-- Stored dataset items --
>> begin
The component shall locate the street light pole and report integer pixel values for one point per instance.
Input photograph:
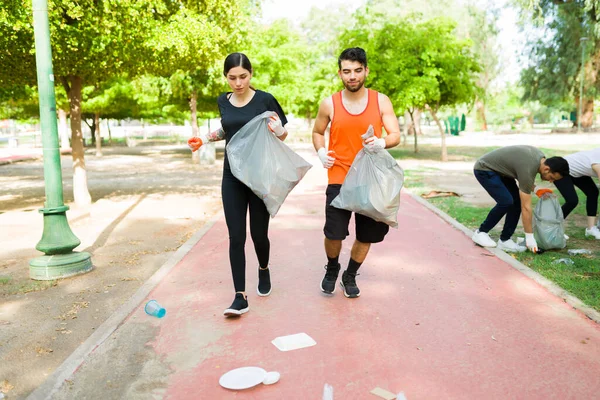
(582, 43)
(58, 241)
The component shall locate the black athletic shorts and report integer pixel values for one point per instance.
(337, 220)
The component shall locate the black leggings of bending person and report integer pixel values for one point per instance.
(237, 199)
(566, 187)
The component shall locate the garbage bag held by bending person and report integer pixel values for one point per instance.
(264, 163)
(548, 223)
(372, 185)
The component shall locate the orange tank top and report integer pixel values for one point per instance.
(345, 132)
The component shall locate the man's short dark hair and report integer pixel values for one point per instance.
(353, 54)
(558, 164)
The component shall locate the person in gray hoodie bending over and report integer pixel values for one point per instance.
(582, 167)
(498, 172)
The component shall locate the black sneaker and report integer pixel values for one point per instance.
(328, 282)
(264, 282)
(238, 307)
(348, 282)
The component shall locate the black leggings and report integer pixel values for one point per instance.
(237, 197)
(566, 187)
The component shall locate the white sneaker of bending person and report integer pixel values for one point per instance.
(593, 232)
(510, 246)
(483, 239)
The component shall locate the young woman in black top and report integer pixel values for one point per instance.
(237, 108)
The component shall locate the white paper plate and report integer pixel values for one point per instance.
(242, 378)
(293, 342)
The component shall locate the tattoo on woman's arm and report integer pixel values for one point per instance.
(217, 135)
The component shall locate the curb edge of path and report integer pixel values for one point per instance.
(53, 383)
(546, 283)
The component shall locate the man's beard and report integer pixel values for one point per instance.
(356, 88)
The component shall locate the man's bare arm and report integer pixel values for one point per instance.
(390, 121)
(526, 212)
(321, 123)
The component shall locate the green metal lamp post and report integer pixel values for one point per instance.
(582, 42)
(58, 241)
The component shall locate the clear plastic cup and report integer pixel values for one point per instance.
(153, 308)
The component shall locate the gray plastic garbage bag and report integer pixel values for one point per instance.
(264, 163)
(372, 186)
(548, 223)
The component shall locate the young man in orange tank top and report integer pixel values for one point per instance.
(350, 113)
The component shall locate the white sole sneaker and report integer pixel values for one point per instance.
(263, 294)
(230, 312)
(509, 249)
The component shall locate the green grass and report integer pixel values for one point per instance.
(582, 279)
(10, 287)
(433, 152)
(456, 153)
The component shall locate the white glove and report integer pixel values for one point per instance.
(275, 126)
(374, 144)
(326, 157)
(530, 242)
(194, 143)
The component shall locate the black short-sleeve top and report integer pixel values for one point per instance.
(234, 118)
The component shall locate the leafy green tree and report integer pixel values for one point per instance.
(555, 70)
(418, 64)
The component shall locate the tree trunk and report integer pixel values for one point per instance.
(480, 107)
(63, 129)
(81, 195)
(98, 135)
(109, 132)
(410, 126)
(411, 113)
(417, 121)
(587, 116)
(194, 121)
(437, 121)
(405, 127)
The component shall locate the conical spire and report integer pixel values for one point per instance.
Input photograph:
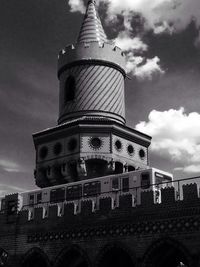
(91, 29)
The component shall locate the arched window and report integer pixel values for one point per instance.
(69, 89)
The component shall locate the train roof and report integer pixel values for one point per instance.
(99, 178)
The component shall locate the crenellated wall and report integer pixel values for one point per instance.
(137, 229)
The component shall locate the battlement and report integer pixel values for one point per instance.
(91, 52)
(169, 197)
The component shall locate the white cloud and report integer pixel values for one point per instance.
(189, 169)
(139, 66)
(126, 43)
(77, 6)
(176, 135)
(160, 15)
(148, 69)
(10, 166)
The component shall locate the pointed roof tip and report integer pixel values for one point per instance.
(92, 29)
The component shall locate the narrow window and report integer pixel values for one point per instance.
(69, 90)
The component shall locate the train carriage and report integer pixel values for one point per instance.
(112, 186)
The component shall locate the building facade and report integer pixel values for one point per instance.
(92, 140)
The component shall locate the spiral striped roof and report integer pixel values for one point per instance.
(91, 29)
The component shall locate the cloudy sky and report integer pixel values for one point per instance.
(161, 39)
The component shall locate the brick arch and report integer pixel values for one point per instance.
(166, 252)
(116, 254)
(72, 256)
(35, 257)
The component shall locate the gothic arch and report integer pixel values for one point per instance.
(116, 254)
(167, 252)
(35, 257)
(72, 256)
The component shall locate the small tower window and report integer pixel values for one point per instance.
(69, 91)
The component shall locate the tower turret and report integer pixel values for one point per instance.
(91, 138)
(91, 74)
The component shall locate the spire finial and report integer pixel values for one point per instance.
(91, 29)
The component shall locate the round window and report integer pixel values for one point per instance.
(95, 142)
(130, 149)
(118, 145)
(72, 144)
(142, 153)
(57, 148)
(43, 152)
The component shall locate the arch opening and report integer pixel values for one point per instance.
(72, 258)
(119, 167)
(165, 255)
(96, 168)
(117, 257)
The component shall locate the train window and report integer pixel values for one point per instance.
(145, 180)
(39, 198)
(74, 192)
(31, 199)
(115, 184)
(12, 205)
(57, 195)
(93, 188)
(125, 184)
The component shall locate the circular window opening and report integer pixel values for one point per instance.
(118, 145)
(72, 144)
(142, 153)
(96, 142)
(130, 149)
(43, 152)
(57, 148)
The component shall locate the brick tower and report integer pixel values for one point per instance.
(91, 138)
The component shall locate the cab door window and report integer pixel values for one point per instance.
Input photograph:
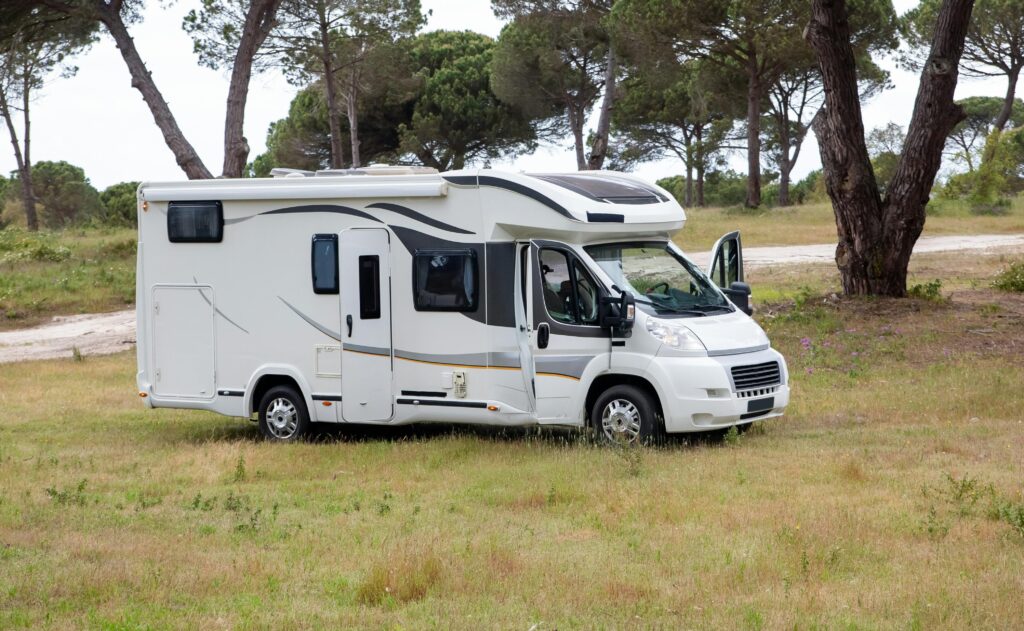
(570, 294)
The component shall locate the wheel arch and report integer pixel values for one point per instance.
(267, 377)
(607, 380)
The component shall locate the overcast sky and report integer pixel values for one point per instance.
(98, 122)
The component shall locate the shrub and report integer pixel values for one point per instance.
(16, 246)
(1011, 279)
(927, 291)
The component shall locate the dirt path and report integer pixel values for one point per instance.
(107, 333)
(91, 334)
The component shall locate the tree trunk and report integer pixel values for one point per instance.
(141, 80)
(352, 112)
(1008, 102)
(699, 157)
(260, 18)
(876, 236)
(331, 92)
(753, 132)
(576, 123)
(24, 168)
(600, 149)
(784, 164)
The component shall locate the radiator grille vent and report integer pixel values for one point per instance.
(756, 376)
(757, 392)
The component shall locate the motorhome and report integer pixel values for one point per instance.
(395, 295)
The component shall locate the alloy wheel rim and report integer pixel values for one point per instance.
(621, 421)
(282, 418)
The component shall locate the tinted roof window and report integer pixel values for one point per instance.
(610, 191)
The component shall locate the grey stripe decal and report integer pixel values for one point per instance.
(422, 218)
(719, 353)
(367, 349)
(218, 311)
(311, 322)
(504, 360)
(570, 366)
(474, 359)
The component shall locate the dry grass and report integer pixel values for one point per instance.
(885, 498)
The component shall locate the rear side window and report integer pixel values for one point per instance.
(325, 263)
(195, 221)
(444, 281)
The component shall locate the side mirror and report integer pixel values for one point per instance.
(739, 294)
(619, 313)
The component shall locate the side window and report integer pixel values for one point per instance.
(195, 221)
(444, 281)
(370, 287)
(325, 263)
(569, 291)
(557, 286)
(587, 297)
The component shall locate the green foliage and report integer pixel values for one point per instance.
(550, 62)
(885, 145)
(120, 205)
(457, 118)
(19, 246)
(993, 43)
(931, 290)
(62, 194)
(1012, 278)
(680, 111)
(302, 140)
(967, 139)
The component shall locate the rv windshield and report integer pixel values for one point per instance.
(663, 282)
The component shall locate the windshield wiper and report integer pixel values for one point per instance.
(712, 307)
(669, 307)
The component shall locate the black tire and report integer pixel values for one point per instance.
(283, 415)
(626, 415)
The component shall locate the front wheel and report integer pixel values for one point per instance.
(283, 415)
(626, 415)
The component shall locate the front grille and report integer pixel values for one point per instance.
(756, 392)
(756, 376)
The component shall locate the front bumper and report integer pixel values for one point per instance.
(697, 393)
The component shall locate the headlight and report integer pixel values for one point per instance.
(676, 336)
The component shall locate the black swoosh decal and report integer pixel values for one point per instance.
(311, 322)
(341, 210)
(218, 311)
(497, 182)
(417, 216)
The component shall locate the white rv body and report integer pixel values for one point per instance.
(220, 322)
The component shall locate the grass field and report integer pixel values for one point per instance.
(815, 223)
(58, 274)
(890, 496)
(90, 271)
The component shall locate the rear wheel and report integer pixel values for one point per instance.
(626, 415)
(283, 415)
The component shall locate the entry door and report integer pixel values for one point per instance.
(523, 323)
(364, 270)
(566, 334)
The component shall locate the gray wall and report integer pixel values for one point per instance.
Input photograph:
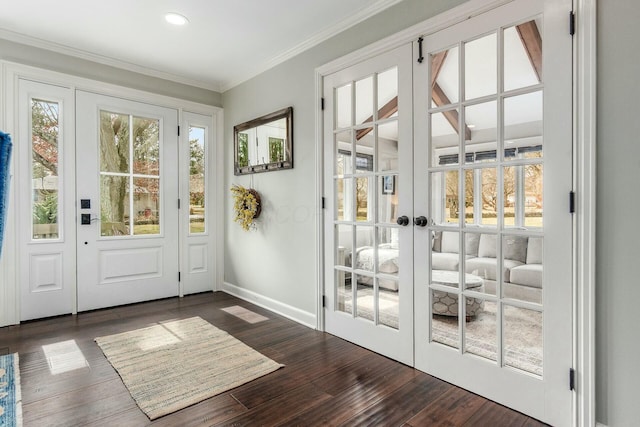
(618, 157)
(278, 260)
(28, 55)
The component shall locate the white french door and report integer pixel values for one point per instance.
(127, 195)
(368, 240)
(493, 173)
(476, 289)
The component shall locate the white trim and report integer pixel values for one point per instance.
(319, 268)
(303, 317)
(373, 9)
(585, 105)
(219, 192)
(11, 72)
(104, 60)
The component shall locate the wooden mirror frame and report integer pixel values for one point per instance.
(264, 166)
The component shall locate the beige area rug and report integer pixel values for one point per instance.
(174, 364)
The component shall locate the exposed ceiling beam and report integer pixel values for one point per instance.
(440, 98)
(387, 110)
(532, 42)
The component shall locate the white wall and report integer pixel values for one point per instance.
(29, 55)
(277, 261)
(618, 235)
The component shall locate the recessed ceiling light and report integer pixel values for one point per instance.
(175, 18)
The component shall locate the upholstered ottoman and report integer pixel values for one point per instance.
(446, 304)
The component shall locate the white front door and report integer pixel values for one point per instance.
(368, 228)
(493, 173)
(127, 201)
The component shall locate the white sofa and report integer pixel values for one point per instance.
(522, 261)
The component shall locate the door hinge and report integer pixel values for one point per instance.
(572, 23)
(572, 379)
(572, 202)
(420, 55)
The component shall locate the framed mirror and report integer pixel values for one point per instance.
(264, 144)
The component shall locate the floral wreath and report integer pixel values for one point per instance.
(246, 205)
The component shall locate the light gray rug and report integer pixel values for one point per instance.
(174, 364)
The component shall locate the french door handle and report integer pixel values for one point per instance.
(403, 220)
(421, 221)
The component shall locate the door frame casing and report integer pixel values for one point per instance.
(10, 74)
(584, 102)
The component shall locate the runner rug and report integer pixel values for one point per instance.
(10, 399)
(175, 364)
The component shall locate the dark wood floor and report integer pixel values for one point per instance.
(326, 381)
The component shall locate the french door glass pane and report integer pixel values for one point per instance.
(388, 199)
(146, 205)
(45, 182)
(114, 142)
(481, 121)
(445, 77)
(523, 125)
(344, 106)
(388, 93)
(523, 339)
(197, 185)
(364, 199)
(129, 190)
(364, 100)
(146, 146)
(444, 137)
(114, 205)
(344, 159)
(522, 55)
(388, 146)
(444, 318)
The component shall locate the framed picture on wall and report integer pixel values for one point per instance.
(388, 184)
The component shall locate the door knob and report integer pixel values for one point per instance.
(403, 220)
(420, 221)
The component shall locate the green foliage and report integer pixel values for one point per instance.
(276, 150)
(197, 157)
(46, 210)
(243, 150)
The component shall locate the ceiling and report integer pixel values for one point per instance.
(225, 42)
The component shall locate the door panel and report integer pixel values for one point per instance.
(369, 275)
(493, 156)
(128, 228)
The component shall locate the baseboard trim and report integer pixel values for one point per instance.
(303, 317)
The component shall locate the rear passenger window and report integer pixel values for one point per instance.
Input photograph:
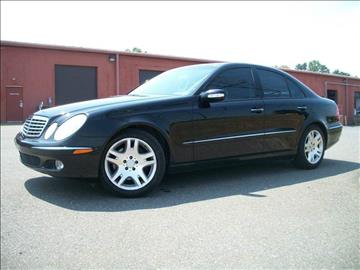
(295, 90)
(237, 82)
(273, 84)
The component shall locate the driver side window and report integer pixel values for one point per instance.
(238, 83)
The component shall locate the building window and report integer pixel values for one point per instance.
(332, 94)
(145, 75)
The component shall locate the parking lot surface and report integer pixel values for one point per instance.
(251, 215)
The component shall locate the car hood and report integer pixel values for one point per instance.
(97, 104)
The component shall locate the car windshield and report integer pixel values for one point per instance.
(179, 81)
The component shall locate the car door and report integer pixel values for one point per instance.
(232, 127)
(285, 111)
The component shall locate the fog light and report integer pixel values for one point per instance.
(59, 165)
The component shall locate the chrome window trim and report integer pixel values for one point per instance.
(240, 136)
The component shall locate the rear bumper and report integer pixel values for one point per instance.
(42, 159)
(333, 135)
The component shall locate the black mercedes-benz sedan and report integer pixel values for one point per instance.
(183, 116)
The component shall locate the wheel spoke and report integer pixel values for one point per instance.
(136, 180)
(116, 175)
(147, 163)
(142, 175)
(112, 160)
(124, 160)
(128, 146)
(136, 146)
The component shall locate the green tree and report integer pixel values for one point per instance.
(316, 66)
(301, 66)
(338, 72)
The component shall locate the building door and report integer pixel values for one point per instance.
(14, 104)
(74, 83)
(145, 75)
(332, 94)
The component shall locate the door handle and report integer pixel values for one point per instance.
(257, 110)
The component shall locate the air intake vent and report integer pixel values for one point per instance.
(34, 126)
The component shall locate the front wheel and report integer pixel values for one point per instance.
(133, 164)
(311, 148)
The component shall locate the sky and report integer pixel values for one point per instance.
(265, 33)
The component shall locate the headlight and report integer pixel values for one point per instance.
(50, 131)
(70, 126)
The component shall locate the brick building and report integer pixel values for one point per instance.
(32, 74)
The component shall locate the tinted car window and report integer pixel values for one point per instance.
(273, 84)
(295, 90)
(237, 82)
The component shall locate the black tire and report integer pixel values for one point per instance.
(160, 166)
(300, 160)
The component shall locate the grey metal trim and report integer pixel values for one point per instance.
(335, 127)
(60, 148)
(279, 132)
(239, 136)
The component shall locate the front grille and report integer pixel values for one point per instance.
(34, 126)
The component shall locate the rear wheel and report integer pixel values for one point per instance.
(133, 164)
(311, 148)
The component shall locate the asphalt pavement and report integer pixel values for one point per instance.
(248, 216)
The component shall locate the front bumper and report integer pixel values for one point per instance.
(333, 134)
(42, 159)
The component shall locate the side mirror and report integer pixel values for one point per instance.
(213, 95)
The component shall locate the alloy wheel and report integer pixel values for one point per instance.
(314, 146)
(130, 163)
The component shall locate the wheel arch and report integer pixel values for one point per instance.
(323, 128)
(151, 129)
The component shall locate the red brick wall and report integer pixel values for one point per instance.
(345, 98)
(34, 69)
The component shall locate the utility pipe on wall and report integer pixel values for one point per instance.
(117, 75)
(346, 84)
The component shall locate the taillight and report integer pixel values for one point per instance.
(337, 113)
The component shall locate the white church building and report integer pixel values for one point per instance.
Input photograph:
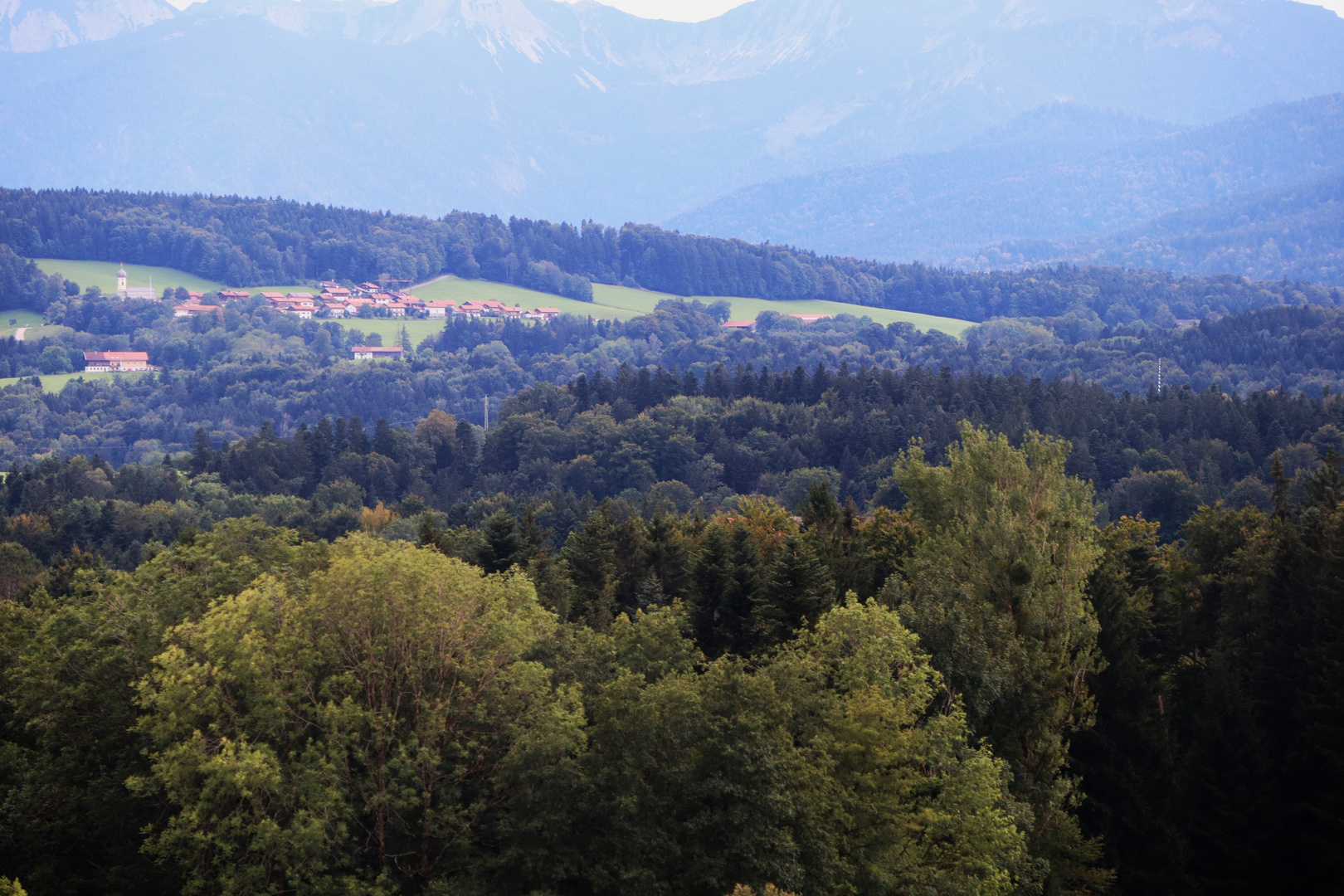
(134, 292)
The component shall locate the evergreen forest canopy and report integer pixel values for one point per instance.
(977, 694)
(247, 242)
(815, 609)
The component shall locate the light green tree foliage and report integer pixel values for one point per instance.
(67, 703)
(996, 592)
(344, 733)
(821, 770)
(919, 809)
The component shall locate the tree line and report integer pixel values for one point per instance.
(249, 242)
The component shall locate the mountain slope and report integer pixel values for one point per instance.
(43, 24)
(1058, 173)
(541, 108)
(1293, 231)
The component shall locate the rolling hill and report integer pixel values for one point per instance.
(609, 303)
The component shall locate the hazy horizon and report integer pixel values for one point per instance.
(706, 10)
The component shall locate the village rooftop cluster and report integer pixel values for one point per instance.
(364, 299)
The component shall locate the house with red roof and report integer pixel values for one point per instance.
(377, 353)
(117, 362)
(194, 309)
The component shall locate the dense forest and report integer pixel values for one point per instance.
(815, 609)
(980, 692)
(247, 242)
(230, 373)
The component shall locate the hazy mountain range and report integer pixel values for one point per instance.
(1249, 195)
(542, 108)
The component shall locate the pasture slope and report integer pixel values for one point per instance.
(611, 303)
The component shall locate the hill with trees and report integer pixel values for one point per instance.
(246, 242)
(1242, 197)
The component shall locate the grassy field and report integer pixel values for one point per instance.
(622, 304)
(392, 328)
(616, 303)
(104, 275)
(19, 317)
(56, 382)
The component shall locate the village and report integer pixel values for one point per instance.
(364, 299)
(338, 301)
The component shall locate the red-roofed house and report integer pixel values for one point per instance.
(116, 362)
(194, 309)
(377, 353)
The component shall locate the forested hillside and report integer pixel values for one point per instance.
(231, 373)
(825, 606)
(246, 242)
(980, 692)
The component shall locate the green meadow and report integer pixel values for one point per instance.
(56, 382)
(17, 317)
(621, 303)
(613, 303)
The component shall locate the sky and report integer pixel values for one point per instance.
(702, 10)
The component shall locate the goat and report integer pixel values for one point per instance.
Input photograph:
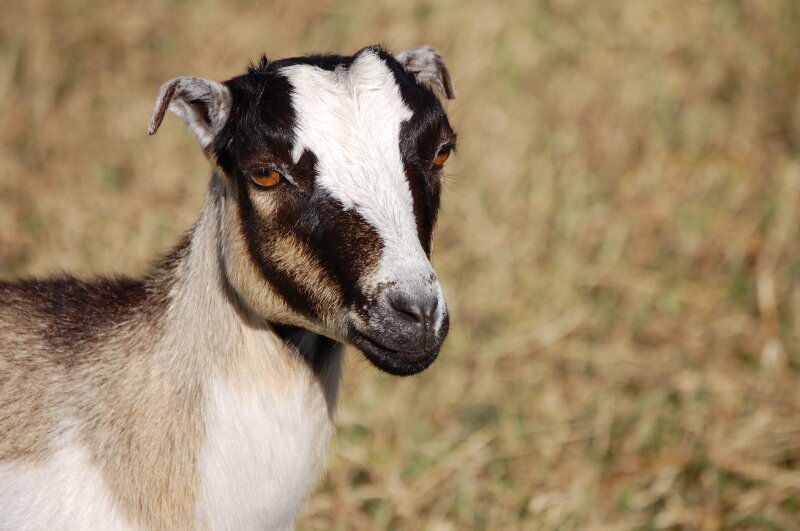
(202, 396)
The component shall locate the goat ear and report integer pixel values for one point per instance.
(428, 67)
(203, 104)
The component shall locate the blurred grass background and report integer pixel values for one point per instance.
(619, 242)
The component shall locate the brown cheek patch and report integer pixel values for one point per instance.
(292, 256)
(348, 247)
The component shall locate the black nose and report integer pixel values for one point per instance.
(415, 311)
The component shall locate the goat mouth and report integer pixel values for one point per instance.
(392, 361)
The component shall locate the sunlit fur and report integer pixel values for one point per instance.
(203, 395)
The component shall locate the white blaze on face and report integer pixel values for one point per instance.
(350, 118)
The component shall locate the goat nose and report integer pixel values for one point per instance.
(415, 310)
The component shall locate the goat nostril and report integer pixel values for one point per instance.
(419, 310)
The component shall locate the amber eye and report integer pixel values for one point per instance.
(442, 156)
(266, 178)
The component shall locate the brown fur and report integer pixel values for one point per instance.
(109, 360)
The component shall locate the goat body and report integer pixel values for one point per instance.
(202, 397)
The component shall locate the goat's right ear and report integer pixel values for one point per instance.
(203, 104)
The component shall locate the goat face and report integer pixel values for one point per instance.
(333, 170)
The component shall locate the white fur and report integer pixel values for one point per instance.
(351, 119)
(66, 492)
(262, 455)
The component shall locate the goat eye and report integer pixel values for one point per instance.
(442, 156)
(266, 178)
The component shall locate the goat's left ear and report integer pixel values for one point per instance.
(203, 104)
(428, 67)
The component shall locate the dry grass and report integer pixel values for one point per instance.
(619, 242)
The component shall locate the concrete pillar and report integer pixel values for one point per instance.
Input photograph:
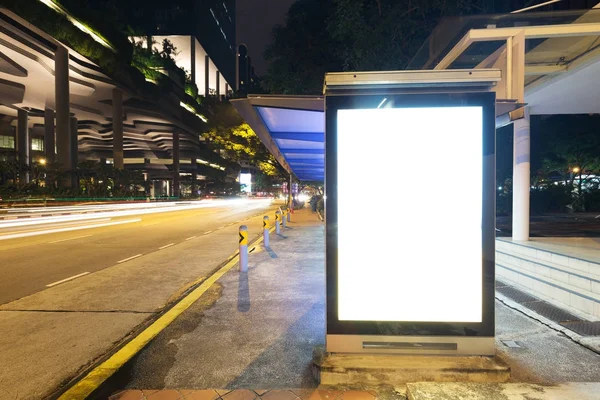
>> end
-- What to work on --
How many lines of the material above contain the string "house", with case taken into account? Reply with the number only.

-- Result of this task --
2